RECORDS PROVIDED:
══════

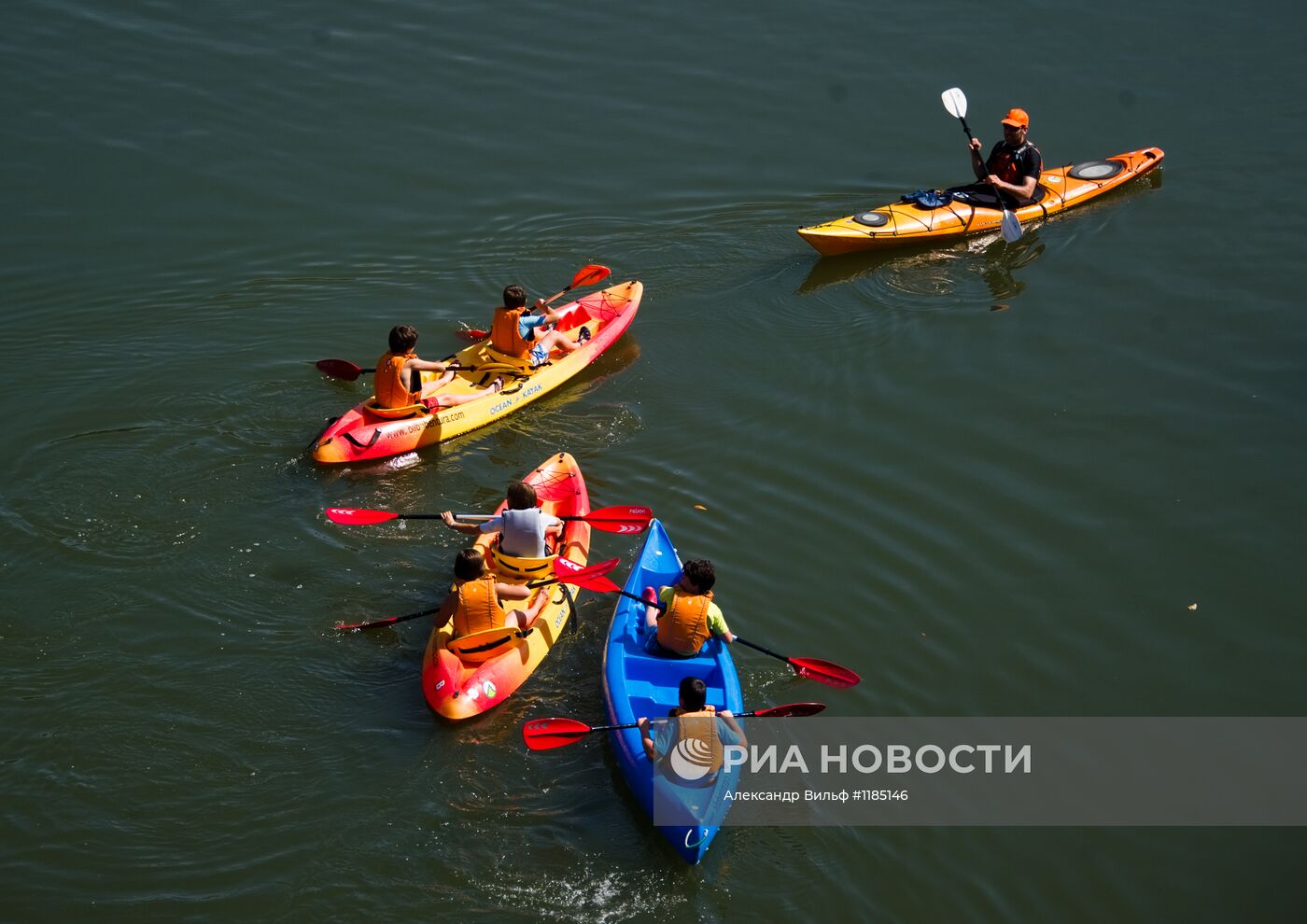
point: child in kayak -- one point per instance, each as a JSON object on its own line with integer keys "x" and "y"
{"x": 683, "y": 614}
{"x": 476, "y": 599}
{"x": 513, "y": 329}
{"x": 398, "y": 379}
{"x": 523, "y": 527}
{"x": 696, "y": 719}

══════

SHORT TASK:
Give back every line of the records above word for word, leaving out the pictures.

THE RESULT:
point: child in kayak -- one point per instance, each as a JSON object on its own line with integer keys "x" and "y"
{"x": 683, "y": 614}
{"x": 476, "y": 599}
{"x": 513, "y": 329}
{"x": 398, "y": 379}
{"x": 523, "y": 527}
{"x": 696, "y": 719}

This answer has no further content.